## [What is being asked]
Take the material and output all of it exactly.

(Named object pointing entries)
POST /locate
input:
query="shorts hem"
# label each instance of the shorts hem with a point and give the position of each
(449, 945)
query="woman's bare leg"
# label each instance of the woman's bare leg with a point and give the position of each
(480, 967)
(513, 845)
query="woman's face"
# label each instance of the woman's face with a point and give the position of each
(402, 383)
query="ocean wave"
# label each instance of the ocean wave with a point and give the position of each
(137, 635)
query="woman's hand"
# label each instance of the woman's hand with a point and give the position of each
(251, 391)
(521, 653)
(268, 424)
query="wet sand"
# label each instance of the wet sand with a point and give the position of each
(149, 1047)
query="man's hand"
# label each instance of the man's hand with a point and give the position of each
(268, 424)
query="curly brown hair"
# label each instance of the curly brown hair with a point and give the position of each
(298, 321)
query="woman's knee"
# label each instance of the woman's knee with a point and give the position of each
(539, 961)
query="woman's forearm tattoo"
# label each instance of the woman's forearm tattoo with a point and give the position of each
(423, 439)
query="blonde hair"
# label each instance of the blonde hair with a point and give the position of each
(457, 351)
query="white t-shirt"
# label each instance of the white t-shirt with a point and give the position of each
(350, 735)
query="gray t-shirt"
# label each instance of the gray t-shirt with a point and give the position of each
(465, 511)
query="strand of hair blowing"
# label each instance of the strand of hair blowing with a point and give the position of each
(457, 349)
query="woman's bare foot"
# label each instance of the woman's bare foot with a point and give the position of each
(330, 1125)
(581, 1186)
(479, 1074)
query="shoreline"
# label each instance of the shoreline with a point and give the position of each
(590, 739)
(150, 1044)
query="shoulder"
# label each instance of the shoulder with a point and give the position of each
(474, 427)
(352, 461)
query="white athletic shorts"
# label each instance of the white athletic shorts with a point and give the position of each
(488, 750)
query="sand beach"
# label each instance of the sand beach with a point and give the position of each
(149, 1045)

## [Exercise response]
POST /locate
input:
query="shorts hem"
# label each instance of the shorts hem with a point and give the position of each
(449, 945)
query="woman's bare leg"
# label each instance of the woman's bare leg with a point and give the position of each
(480, 967)
(513, 845)
query="woman's face"
# label each instance of the woman's face with a point and give the position of each
(402, 383)
query="ocean wave"
# label each instance of the ocean wave with a point and give the position of each
(137, 635)
query="woman's hand"
# label each instance of the woman's hand with a point and give the position of each
(251, 391)
(521, 653)
(268, 424)
query="wet sand"
# label each instance of the wet sand with a point and give the position of each
(149, 1047)
query="man's hand"
# label each instance of the man's hand with a point and give the position of each
(268, 424)
query="curly brown hair"
# label each instance of the curly brown hair with a point and give the position of each
(298, 321)
query="woman's knee"
# label each instance of the woman's knee with a point and give the position of each
(539, 961)
query="woman's forearm tattoo"
# label each instance of the woman's forearm tattoo with a point and give the position of each
(423, 439)
query="blonde hair"
# label each instance of the blonde hair with a point and give the position of each
(457, 351)
query="white t-shirt"
# label each instance of the white t-shirt with a point and give the position of each
(350, 735)
query="gray t-shirt"
# label each instance of the gray t-shirt with a point and give the position of each
(465, 511)
query="strand of hair blowing"
# label each instance of the strand of hair blowing with a point and give the position of each
(457, 349)
query="woman's bare foot"
# label each instance of the woman's bare foot with a point and give the position of each
(330, 1125)
(581, 1186)
(479, 1074)
query="shoreline"
# label each instance of the shoreline with a point and give the position of each
(590, 739)
(150, 1044)
query="shoulder"
# label each instance of the shoulder with a point and give the position of each
(474, 427)
(352, 461)
query="white athletic shorts"
# label each instance of the white athletic shorts with a point and give the position of each
(488, 750)
query="sand beach"
# label each instance of the sand beach with a point and give the position of each
(149, 1045)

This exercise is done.